▶ [Entries supplied]
- - - - - - -

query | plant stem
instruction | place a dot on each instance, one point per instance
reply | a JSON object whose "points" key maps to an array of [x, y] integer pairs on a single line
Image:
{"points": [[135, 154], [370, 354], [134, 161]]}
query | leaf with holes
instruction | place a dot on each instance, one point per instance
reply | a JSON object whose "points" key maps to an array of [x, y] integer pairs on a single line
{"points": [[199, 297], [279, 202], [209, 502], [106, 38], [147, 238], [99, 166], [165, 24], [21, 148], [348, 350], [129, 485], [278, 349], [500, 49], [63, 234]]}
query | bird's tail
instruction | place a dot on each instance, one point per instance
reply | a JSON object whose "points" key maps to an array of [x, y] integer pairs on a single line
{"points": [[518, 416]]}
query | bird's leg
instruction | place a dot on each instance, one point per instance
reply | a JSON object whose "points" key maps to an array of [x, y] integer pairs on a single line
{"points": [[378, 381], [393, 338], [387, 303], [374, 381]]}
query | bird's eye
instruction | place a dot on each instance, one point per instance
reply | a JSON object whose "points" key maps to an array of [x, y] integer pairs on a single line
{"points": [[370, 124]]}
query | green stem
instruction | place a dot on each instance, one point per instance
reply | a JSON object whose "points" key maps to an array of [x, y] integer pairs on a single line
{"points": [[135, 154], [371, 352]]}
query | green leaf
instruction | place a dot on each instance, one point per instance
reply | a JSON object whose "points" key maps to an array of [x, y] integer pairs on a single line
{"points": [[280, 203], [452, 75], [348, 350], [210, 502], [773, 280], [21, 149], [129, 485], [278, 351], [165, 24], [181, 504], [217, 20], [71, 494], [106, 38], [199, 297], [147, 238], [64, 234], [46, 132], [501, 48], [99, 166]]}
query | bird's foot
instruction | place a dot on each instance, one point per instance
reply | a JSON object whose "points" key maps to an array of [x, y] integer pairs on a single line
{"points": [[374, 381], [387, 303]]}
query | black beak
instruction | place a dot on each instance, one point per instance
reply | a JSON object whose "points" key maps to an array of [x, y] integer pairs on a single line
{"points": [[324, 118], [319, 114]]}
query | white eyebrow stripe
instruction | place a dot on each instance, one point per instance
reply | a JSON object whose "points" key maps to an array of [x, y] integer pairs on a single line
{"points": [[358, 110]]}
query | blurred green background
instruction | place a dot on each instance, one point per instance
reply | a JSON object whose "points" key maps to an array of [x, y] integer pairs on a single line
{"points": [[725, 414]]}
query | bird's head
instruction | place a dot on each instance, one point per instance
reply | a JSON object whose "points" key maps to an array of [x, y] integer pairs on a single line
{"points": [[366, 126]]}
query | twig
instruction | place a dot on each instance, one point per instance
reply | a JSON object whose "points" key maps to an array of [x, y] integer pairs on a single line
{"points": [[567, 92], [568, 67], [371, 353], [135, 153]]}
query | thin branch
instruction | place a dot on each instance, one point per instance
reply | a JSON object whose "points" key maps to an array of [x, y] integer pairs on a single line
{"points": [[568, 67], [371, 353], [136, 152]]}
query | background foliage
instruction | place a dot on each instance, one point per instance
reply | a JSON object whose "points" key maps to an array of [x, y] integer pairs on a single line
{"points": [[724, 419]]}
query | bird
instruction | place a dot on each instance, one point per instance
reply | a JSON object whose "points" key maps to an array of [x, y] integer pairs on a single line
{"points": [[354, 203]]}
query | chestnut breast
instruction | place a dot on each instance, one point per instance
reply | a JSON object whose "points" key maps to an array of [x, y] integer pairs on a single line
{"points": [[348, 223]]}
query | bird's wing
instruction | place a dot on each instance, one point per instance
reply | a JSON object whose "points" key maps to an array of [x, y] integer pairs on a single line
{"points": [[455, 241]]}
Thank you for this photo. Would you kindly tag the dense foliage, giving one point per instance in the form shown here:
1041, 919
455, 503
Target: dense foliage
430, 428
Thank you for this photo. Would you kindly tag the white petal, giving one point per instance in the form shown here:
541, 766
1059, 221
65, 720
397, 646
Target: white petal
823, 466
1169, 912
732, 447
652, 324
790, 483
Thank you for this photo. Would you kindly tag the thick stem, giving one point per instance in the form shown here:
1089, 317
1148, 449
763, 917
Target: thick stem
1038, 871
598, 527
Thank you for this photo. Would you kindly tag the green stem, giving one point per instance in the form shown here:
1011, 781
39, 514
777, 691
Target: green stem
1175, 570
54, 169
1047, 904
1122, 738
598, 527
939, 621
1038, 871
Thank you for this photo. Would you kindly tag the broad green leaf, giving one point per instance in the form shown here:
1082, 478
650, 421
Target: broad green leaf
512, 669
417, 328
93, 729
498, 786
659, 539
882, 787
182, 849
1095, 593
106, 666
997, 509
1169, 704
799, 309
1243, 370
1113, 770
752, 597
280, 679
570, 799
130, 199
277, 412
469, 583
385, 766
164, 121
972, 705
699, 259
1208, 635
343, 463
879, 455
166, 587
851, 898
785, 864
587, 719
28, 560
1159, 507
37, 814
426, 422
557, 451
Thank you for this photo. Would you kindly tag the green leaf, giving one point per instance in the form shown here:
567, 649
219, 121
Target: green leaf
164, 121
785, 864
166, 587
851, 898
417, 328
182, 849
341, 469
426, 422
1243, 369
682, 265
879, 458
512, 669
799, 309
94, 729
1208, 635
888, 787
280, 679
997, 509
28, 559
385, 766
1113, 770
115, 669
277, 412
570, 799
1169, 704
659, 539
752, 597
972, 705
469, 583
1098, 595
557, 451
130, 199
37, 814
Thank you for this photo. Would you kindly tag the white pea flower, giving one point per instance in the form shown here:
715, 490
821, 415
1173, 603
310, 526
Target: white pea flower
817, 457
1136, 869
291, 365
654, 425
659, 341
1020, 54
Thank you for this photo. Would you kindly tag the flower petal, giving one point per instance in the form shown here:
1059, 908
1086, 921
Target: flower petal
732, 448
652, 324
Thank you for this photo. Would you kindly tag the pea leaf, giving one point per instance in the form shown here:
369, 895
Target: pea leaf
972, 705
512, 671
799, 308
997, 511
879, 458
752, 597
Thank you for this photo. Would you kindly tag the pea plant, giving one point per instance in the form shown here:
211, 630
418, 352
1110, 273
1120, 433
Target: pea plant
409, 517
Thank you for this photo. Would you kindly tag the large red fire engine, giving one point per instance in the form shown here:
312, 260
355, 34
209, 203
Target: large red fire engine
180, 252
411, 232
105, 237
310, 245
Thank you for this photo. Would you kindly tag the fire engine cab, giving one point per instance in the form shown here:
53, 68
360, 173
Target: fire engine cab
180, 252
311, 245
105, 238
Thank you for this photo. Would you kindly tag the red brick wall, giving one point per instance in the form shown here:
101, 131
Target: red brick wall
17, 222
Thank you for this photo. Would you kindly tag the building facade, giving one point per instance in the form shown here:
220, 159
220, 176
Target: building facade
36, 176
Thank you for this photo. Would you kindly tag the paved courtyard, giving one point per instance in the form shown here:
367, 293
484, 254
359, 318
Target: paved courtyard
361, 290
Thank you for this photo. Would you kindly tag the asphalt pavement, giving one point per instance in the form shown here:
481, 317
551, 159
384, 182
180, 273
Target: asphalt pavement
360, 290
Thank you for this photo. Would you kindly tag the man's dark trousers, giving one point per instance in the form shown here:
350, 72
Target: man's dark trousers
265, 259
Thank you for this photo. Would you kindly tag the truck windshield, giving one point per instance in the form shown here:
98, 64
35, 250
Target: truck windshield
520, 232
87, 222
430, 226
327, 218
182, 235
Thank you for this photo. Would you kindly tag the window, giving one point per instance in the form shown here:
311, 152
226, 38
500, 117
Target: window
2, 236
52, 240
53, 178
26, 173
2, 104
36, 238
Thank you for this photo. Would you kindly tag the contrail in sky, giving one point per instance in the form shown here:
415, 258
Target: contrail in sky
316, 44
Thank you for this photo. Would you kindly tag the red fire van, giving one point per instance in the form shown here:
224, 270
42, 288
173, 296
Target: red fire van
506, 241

- - - - - - -

▶ [Your goal]
Every line of the listing that holds the word "bird" is to be found and copied.

▶ [Result of the exercise]
query | bird's tail
query | bird's leg
query | bird's eye
query | bird's foot
query | bird's head
query | bird
query | bird's wing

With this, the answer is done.